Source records
========================

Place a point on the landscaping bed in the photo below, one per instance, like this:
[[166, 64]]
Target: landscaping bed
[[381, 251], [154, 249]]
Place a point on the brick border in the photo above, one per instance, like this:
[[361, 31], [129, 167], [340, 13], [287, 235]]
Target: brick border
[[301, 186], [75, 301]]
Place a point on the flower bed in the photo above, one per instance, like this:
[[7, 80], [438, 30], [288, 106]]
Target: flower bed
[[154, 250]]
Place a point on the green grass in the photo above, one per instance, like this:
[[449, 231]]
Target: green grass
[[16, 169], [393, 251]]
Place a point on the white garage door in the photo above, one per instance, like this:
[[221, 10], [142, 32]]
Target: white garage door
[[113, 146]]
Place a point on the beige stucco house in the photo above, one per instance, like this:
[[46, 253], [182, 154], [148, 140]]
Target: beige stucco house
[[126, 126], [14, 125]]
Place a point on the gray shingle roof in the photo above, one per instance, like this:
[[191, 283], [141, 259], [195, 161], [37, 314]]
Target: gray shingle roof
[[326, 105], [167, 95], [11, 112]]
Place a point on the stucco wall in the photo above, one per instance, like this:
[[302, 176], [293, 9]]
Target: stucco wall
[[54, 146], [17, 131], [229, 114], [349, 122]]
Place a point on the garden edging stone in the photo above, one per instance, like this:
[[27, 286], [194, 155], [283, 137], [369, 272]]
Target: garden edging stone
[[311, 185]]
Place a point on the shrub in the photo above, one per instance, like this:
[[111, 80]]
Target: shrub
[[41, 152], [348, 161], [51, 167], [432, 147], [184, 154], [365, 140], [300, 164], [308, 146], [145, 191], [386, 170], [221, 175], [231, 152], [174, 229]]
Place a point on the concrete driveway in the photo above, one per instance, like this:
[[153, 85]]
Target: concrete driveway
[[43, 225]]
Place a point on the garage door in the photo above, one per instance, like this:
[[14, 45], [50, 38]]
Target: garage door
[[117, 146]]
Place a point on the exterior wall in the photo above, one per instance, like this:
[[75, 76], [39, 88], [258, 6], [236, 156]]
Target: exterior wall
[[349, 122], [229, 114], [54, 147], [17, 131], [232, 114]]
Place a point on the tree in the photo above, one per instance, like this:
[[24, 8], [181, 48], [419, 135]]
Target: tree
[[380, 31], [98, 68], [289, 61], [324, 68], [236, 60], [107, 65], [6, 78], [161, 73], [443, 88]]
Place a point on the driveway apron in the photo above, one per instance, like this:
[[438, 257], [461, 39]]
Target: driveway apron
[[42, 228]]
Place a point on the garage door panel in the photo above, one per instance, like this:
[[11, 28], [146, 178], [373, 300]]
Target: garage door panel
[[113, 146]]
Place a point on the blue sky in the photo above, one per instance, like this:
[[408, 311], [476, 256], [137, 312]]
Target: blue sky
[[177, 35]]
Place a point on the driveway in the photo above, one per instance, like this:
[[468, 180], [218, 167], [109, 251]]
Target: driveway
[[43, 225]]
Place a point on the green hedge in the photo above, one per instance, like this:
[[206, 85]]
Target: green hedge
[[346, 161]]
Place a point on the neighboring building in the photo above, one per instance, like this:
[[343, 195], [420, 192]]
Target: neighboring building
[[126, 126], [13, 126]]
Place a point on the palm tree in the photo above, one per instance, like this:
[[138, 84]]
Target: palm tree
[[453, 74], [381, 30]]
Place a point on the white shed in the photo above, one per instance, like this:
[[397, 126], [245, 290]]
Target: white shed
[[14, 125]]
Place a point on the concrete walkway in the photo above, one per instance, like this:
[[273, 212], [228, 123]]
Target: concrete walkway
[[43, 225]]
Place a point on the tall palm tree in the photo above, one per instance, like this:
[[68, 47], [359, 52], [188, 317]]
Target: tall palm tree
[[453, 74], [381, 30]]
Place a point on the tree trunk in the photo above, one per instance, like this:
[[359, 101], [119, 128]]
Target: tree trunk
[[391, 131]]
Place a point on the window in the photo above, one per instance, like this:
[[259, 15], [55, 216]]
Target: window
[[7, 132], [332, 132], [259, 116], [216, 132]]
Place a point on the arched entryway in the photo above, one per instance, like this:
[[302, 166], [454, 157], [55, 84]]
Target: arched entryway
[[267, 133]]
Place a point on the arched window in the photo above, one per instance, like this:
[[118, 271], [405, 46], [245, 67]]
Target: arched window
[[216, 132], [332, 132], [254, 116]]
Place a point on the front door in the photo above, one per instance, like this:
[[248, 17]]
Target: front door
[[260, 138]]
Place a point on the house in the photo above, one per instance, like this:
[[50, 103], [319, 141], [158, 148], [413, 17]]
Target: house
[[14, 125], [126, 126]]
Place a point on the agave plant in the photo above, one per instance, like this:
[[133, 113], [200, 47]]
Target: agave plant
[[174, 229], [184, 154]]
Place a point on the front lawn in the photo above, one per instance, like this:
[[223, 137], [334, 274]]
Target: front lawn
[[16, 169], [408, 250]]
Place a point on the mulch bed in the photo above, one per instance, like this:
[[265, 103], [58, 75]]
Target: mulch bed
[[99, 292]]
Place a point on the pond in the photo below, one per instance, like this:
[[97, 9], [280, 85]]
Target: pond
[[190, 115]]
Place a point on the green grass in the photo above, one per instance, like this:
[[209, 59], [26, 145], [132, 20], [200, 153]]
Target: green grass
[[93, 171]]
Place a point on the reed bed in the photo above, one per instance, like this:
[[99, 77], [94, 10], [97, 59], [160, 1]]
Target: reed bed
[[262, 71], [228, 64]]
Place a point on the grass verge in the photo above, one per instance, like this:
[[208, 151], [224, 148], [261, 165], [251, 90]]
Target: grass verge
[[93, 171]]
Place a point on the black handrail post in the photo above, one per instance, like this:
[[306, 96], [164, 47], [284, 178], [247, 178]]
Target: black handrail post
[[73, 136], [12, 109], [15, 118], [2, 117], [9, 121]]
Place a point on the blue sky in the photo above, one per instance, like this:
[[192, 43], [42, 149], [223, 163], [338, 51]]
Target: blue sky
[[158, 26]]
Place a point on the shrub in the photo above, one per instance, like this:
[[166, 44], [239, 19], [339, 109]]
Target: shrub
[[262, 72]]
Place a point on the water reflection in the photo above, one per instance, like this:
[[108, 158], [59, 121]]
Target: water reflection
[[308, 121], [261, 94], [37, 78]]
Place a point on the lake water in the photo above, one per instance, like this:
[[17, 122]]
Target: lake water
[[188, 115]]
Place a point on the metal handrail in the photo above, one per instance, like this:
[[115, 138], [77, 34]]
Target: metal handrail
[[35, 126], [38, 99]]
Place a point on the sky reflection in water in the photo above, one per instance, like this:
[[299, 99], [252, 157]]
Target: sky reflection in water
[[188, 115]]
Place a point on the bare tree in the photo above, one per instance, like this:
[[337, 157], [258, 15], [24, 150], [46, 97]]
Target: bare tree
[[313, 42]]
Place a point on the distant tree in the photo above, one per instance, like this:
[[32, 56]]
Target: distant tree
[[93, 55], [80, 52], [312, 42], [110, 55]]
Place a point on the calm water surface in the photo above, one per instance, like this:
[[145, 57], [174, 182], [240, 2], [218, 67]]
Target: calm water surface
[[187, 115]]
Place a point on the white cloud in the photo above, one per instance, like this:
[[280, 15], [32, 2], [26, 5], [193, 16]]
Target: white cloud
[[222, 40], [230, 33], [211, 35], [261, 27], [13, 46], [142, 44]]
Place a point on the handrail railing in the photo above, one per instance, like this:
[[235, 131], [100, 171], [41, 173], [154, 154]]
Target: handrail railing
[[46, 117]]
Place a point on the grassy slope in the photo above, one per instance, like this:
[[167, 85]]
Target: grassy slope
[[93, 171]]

========================

Exactly as written, transcribe every line shown above.

Place a point on the landscaping bed in the photo below, one per instance, like this:
[[166, 64]]
Target: landscaping bed
[[381, 251], [154, 249]]
Place a point on the brick border in the photo above, one per instance, like this:
[[361, 31], [129, 167], [340, 13], [287, 235]]
Target: brick border
[[301, 186], [75, 301]]
Place a point on the flower bed in the photo above, one per instance, like this:
[[7, 80], [438, 30], [288, 106]]
Target: flower bed
[[154, 250]]
Place a point on the green grass in the photo above, one per instance, like this:
[[449, 231]]
Target: green grass
[[16, 169], [393, 251]]
Place a point on the white garage door in the photo above, one per instance, like this:
[[221, 10], [142, 32]]
Target: white garage door
[[113, 146]]
Place a point on the beige stucco house in the photo above, one per instance, like this:
[[46, 253], [182, 154], [148, 140]]
Target: beige stucco house
[[126, 126], [14, 125]]
Place a point on the gray shingle roof in the photo above, one per instance, like this:
[[191, 283], [141, 259], [195, 161], [37, 314]]
Target: gray shingle roof
[[326, 105], [167, 95], [11, 112]]
Place a point on the stucco wall in the photo above, one per instance, like this:
[[302, 176], [293, 9]]
Target: stucco wall
[[54, 146], [17, 131], [229, 114], [349, 122]]
Place a point on the garden edging stone in the photo above, one per instance, like this:
[[27, 286], [194, 155], [283, 137], [369, 272]]
Target: garden edging stone
[[311, 185]]
Place a point on the shrub in the photo above, one per instance, like this:
[[111, 80]]
Target: shrub
[[41, 152], [348, 161], [51, 167], [432, 147], [184, 154], [365, 140], [300, 164], [308, 146], [145, 191], [386, 170], [221, 175], [231, 152], [174, 229]]
Place a point on the concrete driveway in the photo above, one per instance, like this:
[[153, 85]]
Target: concrete driveway
[[43, 225]]
Place a point on the garage door in the photo above, one per instance, like this:
[[14, 45], [50, 38]]
Target: garage door
[[117, 146]]
Place a point on the exterior wall in the photo above, one per instance, like this:
[[75, 76], [39, 88], [258, 6], [236, 156]]
Target: exterior wall
[[349, 122], [229, 114], [54, 147], [17, 131], [232, 114]]
Place a point on the tree in the photo above, one per instance, like this:
[[24, 8], [181, 48], [419, 135]]
Target: tree
[[380, 31], [98, 68], [289, 61], [324, 68], [236, 60], [107, 65], [6, 78], [161, 73], [443, 88]]
Place a point on the driveway apron in the photo above, one per instance, like this:
[[438, 257], [461, 39]]
Target: driveway apron
[[42, 228]]
Place a point on the garage door panel in the photo above, one per instance, like this:
[[11, 28], [146, 178], [373, 300]]
Target: garage door panel
[[113, 146]]
Place a point on the blue sky in the photo above, one per instance, like this:
[[408, 311], [476, 256], [137, 312]]
Target: blue sky
[[177, 35]]
Place a point on the driveway in the photo above, one per instance, like this:
[[468, 180], [218, 167], [109, 251]]
Target: driveway
[[43, 225]]
Place a point on the green hedge in the photo above, one per instance, like this:
[[206, 85]]
Target: green hedge
[[346, 161]]
Place a point on the neighboring building in the photo above, one per instance, like this:
[[343, 195], [420, 192]]
Target: neighboring building
[[126, 126], [13, 126]]
Place a point on the palm tree in the photo above, one per instance, like this:
[[138, 84]]
Target: palm tree
[[453, 74], [381, 30]]
Place a point on the white shed in the photo above, one per instance, like this:
[[397, 126], [245, 290]]
Target: white shed
[[14, 125]]
Place a point on the concrete walkway in the photo above, one per instance, like this:
[[273, 212], [228, 123]]
Target: concrete walkway
[[43, 225]]
Place a point on the tall palm tree in the photo above, one per instance, like this:
[[68, 47], [359, 52], [188, 317]]
Target: tall palm tree
[[453, 74], [381, 30]]
Place a point on the tree trunk in the photo above, one per instance, like this:
[[359, 101], [119, 128]]
Target: tree trunk
[[391, 131]]
Place a point on the window in the photo above, one per instance, like this:
[[259, 15], [55, 216]]
Target: window
[[7, 132], [332, 132], [259, 116], [216, 132]]
Place a point on the arched entryway in the photo above, one per instance, like this:
[[302, 166], [454, 157], [55, 84]]
Target: arched entryway
[[267, 133]]
Place a point on the arched window in the photo above, one per instance, like this:
[[118, 271], [405, 46], [245, 67]]
Target: arched window
[[216, 132], [332, 132], [254, 116]]
Place a point on the front door in the photo above, one per instance, like this:
[[248, 17]]
Target: front door
[[260, 138]]
Place a point on the house in the photo above, one per instance, like this:
[[50, 103], [319, 141], [158, 148], [413, 17]]
Target: house
[[14, 125], [126, 126]]
Place a point on the agave plant in the photo above, one per instance, like this:
[[133, 113], [200, 47]]
Target: agave plant
[[174, 229], [184, 154]]
Place a point on the front lawn in the photo above, one per instance, like this:
[[223, 137], [334, 274]]
Target: front lawn
[[16, 169], [408, 250]]
Place a point on the mulch bed in the photo above, one per instance, like this:
[[265, 103], [58, 75]]
Target: mulch bed
[[99, 292]]
Place a point on the pond in the photo below, one per instance, like this:
[[97, 9], [280, 85]]
Target: pond
[[190, 115]]
Place a point on the green grass in the photo above, one per instance, like this:
[[209, 59], [26, 145], [132, 20], [200, 153]]
Target: green grass
[[93, 171]]
Place a point on the reed bed in the photo above, one per instance, like this:
[[99, 77], [94, 10], [97, 59], [160, 1]]
Target: reed bed
[[262, 71], [228, 64]]
Place a point on the grass verge in the photo above, one per instance, like this:
[[208, 151], [224, 148], [261, 165], [251, 90]]
Target: grass verge
[[93, 171]]
Place a point on the black handrail post in the photo above, one per instance, like this:
[[306, 96], [164, 47], [284, 178], [247, 178]]
Target: black handrail post
[[73, 136], [12, 109], [15, 118], [2, 117], [9, 121]]
Place a point on the blue sky in the photo above, one per instance, like this:
[[192, 43], [42, 149], [223, 163], [338, 51]]
Target: blue sky
[[158, 26]]
Place a point on the shrub in the photo above, one per instance, like this:
[[166, 44], [239, 19], [339, 109]]
Target: shrub
[[262, 72]]
Place a point on the water reflection in the photo above, one per instance, like this:
[[108, 158], [59, 121]]
Target: water reflection
[[308, 121], [261, 94], [37, 78]]
Place a point on the lake water in the photo above, one per instance, like this:
[[17, 122]]
Target: lake water
[[188, 115]]
Place a point on the metal handrail in the photo above, one per instance, like this:
[[115, 138], [77, 34]]
Target: metal handrail
[[35, 126], [38, 99]]
Place a point on the sky reflection in water in the photo above, one per instance, like this:
[[299, 99], [252, 157]]
Target: sky reflection in water
[[188, 115]]
Place a point on the bare tree in the photo above, one per instance, like this:
[[337, 157], [258, 15], [24, 150], [46, 97]]
Target: bare tree
[[313, 42]]
Place a point on the distant tree in the photo above, one per instance, like this:
[[32, 56]]
Target: distant tree
[[93, 55], [80, 52], [312, 42], [110, 55]]
Place a point on the calm water surface in the photo above, one per instance, like this:
[[145, 57], [174, 182], [240, 2], [218, 67]]
Target: calm water surface
[[187, 115]]
Place a point on the white cloud in the photo above, one per instance, like this:
[[280, 15], [32, 2], [26, 5], [193, 16]]
Target: white cloud
[[222, 40], [230, 33], [211, 35], [261, 27], [13, 46], [142, 44]]
Place a point on the handrail railing in the photo above, one per instance, like this:
[[235, 131], [100, 171], [41, 173], [154, 154]]
Target: handrail railing
[[46, 117]]
Place a point on the grassy slope in the photo above, one per instance, like this:
[[167, 85]]
Target: grassy slope
[[93, 171]]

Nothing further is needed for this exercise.